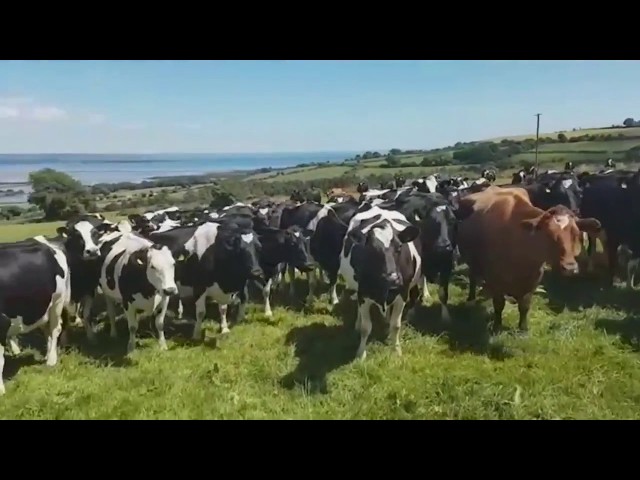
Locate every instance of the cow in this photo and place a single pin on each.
(381, 262)
(325, 242)
(140, 275)
(309, 195)
(280, 248)
(615, 202)
(35, 287)
(498, 225)
(435, 217)
(220, 258)
(488, 174)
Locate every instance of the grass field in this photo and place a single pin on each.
(579, 362)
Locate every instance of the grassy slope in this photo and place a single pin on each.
(298, 366)
(551, 155)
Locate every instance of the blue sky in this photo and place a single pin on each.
(286, 106)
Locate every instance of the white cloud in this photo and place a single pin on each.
(8, 112)
(132, 126)
(96, 118)
(188, 125)
(47, 113)
(27, 108)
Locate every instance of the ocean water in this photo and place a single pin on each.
(92, 168)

═══

> [Brief]:
Return the listing above verbatim and exclude every picture.

> [Answer area]:
Locate every instance of the cow in this photo and place a single pin on each.
(381, 262)
(325, 242)
(140, 275)
(309, 195)
(280, 248)
(615, 202)
(35, 287)
(498, 225)
(435, 217)
(220, 258)
(488, 174)
Locate every instance of the grass field in this photo and place a single pin on each.
(579, 362)
Locate every instance of the grassy slope in this photo and place a single pin on each.
(298, 366)
(551, 155)
Locate every instance of the blue sky in this photo and place a single pin on each.
(286, 106)
Locate every instance of the white cloud in this photo and place a single pin on each.
(8, 112)
(132, 126)
(96, 118)
(188, 125)
(47, 113)
(27, 108)
Locate every instance of the ocean water in this photo and place a single pin on each.
(92, 168)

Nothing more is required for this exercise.